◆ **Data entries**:
==*==

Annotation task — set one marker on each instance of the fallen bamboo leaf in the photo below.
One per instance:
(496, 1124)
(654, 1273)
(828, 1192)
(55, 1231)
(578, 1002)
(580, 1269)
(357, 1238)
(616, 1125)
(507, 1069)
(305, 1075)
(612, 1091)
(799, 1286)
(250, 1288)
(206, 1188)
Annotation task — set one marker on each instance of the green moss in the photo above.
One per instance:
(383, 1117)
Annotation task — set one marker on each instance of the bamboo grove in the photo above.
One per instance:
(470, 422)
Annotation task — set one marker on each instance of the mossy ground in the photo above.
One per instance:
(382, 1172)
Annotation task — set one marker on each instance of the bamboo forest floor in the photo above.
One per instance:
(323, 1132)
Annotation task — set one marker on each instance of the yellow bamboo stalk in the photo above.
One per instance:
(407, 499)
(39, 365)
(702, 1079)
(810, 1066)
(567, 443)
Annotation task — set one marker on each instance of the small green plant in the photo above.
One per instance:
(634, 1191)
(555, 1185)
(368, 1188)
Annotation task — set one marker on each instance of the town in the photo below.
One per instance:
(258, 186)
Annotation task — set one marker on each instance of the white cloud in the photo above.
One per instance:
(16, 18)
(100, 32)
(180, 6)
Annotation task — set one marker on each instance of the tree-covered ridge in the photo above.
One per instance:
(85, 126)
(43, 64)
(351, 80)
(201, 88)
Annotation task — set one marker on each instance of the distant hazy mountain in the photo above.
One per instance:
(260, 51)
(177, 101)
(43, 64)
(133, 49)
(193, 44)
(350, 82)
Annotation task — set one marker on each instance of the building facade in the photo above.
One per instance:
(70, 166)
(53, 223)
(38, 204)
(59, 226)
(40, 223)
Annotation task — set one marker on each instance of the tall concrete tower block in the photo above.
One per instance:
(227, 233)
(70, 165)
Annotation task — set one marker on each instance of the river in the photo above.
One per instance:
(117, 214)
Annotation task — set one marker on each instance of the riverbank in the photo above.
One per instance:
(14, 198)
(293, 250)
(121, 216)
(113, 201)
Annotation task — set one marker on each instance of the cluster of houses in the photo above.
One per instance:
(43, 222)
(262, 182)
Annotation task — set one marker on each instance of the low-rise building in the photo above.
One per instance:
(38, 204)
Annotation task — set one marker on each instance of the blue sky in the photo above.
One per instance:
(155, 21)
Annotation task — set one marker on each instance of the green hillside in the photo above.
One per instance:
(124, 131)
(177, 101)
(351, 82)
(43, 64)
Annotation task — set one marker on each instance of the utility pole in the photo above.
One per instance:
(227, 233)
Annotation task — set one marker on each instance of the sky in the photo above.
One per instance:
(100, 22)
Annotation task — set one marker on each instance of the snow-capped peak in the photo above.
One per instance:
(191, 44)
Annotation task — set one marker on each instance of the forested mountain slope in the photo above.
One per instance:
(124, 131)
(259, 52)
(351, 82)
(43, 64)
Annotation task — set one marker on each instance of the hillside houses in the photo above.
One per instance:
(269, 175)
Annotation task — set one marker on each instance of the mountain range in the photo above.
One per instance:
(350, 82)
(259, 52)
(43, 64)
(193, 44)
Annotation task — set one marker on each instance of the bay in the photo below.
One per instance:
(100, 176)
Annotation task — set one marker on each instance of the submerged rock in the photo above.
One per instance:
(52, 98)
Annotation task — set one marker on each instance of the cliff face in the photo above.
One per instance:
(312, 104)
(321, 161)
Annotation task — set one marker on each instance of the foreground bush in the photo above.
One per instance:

==*==

◆ **What is required**:
Search the records for the word "building" and return every line that holds it.

◆ **Result**:
Annotation task — set one marker on each instance of the building facade in the photo above.
Annotation task — set one marker on each instance of the low-rise building in the photo above.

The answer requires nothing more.